*YOUR GOAL*. Could you repeat all of the entries exactly, leaving out any pictures?

───── DATA SUPPLIED

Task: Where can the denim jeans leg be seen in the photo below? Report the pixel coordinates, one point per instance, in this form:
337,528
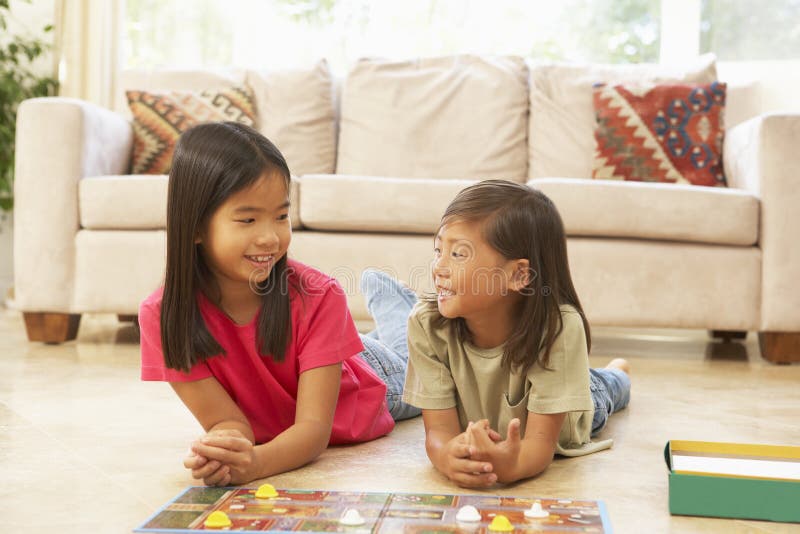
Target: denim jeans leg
391,368
389,303
611,392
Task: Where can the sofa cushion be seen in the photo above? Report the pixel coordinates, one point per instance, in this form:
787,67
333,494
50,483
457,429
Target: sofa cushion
160,118
375,204
449,117
673,212
173,80
562,122
295,108
660,133
296,112
137,202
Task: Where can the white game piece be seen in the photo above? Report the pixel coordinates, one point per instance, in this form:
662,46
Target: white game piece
351,518
468,514
536,511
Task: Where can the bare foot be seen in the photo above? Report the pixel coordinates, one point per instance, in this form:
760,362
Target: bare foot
621,364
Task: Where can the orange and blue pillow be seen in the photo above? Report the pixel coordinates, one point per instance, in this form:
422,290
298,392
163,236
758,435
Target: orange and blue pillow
160,118
660,133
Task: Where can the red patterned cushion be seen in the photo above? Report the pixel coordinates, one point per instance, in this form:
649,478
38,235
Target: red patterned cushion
160,118
660,133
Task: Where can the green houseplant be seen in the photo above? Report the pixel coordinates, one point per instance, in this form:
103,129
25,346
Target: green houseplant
17,82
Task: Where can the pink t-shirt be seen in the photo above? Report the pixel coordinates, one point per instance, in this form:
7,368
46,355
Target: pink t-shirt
323,333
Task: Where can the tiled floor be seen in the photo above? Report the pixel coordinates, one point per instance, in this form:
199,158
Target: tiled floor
86,447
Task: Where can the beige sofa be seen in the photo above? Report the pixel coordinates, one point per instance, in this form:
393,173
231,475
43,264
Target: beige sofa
377,157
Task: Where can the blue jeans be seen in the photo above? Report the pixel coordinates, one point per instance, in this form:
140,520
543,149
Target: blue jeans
611,391
385,348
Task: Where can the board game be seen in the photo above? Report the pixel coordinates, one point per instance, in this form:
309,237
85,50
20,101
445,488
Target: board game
412,513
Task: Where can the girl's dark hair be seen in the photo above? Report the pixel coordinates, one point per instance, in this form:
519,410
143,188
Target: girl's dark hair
212,161
522,223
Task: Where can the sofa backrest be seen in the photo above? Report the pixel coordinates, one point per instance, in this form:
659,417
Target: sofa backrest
464,117
447,117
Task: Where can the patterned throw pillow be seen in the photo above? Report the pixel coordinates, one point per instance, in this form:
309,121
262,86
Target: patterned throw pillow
160,118
660,133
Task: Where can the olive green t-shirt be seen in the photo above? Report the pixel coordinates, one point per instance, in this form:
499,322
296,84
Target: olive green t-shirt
444,372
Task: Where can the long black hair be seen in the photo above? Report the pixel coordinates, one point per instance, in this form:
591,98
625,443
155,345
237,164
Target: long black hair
523,223
213,161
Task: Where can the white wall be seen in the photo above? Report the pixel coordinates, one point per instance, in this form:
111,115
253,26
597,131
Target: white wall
25,18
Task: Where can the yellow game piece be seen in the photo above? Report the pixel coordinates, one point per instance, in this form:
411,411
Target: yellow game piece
266,491
500,523
217,520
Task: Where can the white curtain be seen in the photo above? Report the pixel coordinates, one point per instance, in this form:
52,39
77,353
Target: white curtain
88,45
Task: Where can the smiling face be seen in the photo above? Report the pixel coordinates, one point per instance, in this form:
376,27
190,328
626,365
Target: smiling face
248,234
472,279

──────────

*SOLUTION TO THIS EXERCISE*.
Task: Where can the denim jeans leg be seen in the photo below? Report the pixel coordinates, one point per instance, in this form:
337,528
Target: denim jeans leg
391,368
389,303
611,392
Task: Where can the sofa cushion be seen in the photo above? Report the pixel coordinates, one point per instance, in this form:
787,67
333,494
50,483
457,429
Target: sofa cushion
160,118
375,204
449,117
673,212
173,80
562,122
295,108
660,133
296,112
137,202
Task: Where can the white game piece be seen in the photo above? Report the pixel coordinates, one point per instance, in this form:
662,46
Target: white game piece
351,518
468,514
536,511
Task: Where can the bare foot be seen in the photo above? Report the pixel coordinates, one point per instance, in this form:
760,362
Target: bare foot
621,364
Task: Where can the orange and blue pillow be seen in the photo above? Report the pixel coordinates, one point per instance, in this form:
422,290
298,392
163,236
758,435
Target: orange and blue pillow
160,118
660,133
Task: Where can the red patterned cushion be seen in the photo above? Report the pixel coordinates, one point per instance, in this form:
649,478
38,235
Target: red patterned cushion
160,118
660,133
Task: Where can the green houseplant be seen in the photo above? Report the pixel coordinates, one point per instance, in this form:
103,129
25,346
Target: green houseplant
17,82
Task: Where can the pink t-shirt be seen in the photo above? Report the pixel coordinates, one point per instance, in this form:
7,368
46,355
Target: pink t-shirt
323,333
Task: Where can the tiled floor be seen in the photo above? Report the pixel coordinates, one point per instance, in this form:
199,158
Target: tiled floor
86,447
Task: Where can the beige sofa be seen in the photo above? Report the pixel coordinates, one point per instance, in this form:
393,173
231,475
43,264
Target: beige sofa
377,157
Task: Where can the blue jeans be seen in the photo above? Report the pixel coordinates, one point per instance, in this form:
140,520
543,149
Target: blue jeans
611,391
385,348
Task: Where can the board game be seen in the photo above? Report the pixel coordinates, one point per instance, in this form:
309,237
85,50
20,101
445,488
Target: board game
412,513
Task: Where can the girl's dark hair be seen in the photo above? Report the pixel coordinates, one point per instance, in this form:
519,410
143,188
Target: girl's dark hair
212,161
522,223
Task: Where can the sofa backrest be seen in the photo above? Report the pixel coordinates, one point per instance, in this form:
659,417
Target: sofa backrest
464,117
447,117
Task: Where can the patterned throw pillow be seen in the photo above? Report the pixel coordinates, one point per instance, in this form:
309,121
262,86
Target: patterned throw pillow
160,118
660,133
Task: Where can the olive green t-shirt be seen in the photo above? Report the pixel coordinates, one point per instance, in this form:
499,322
296,84
Target: olive green t-shirt
444,372
Task: Where can the long black hair be seen in the photo above? Report the pixel coordinates, one point per instance, in this form:
591,98
625,443
155,345
237,164
Target: long black hair
523,223
213,161
Task: Where can the white wall be seen in the photo above? Report the pixel coordinates, one point per instance, in this form:
111,115
253,26
597,131
Target: white wall
25,18
Task: Where can the yellow game piece be seen in the photo above? Report the pixel coordinates, one point per instance, in this form:
411,411
Target: yellow game piece
266,491
500,523
217,520
Task: Where can the white curtain be seen in the photo above? Report the pixel coordinates, one point per instance, in this form:
52,39
77,353
Target: white curtain
88,45
Task: Where can the smiling face be seen in the photo above? Report the pixel coordinates, one point per instance, in this form:
376,27
190,328
626,365
Target: smiling face
248,234
472,279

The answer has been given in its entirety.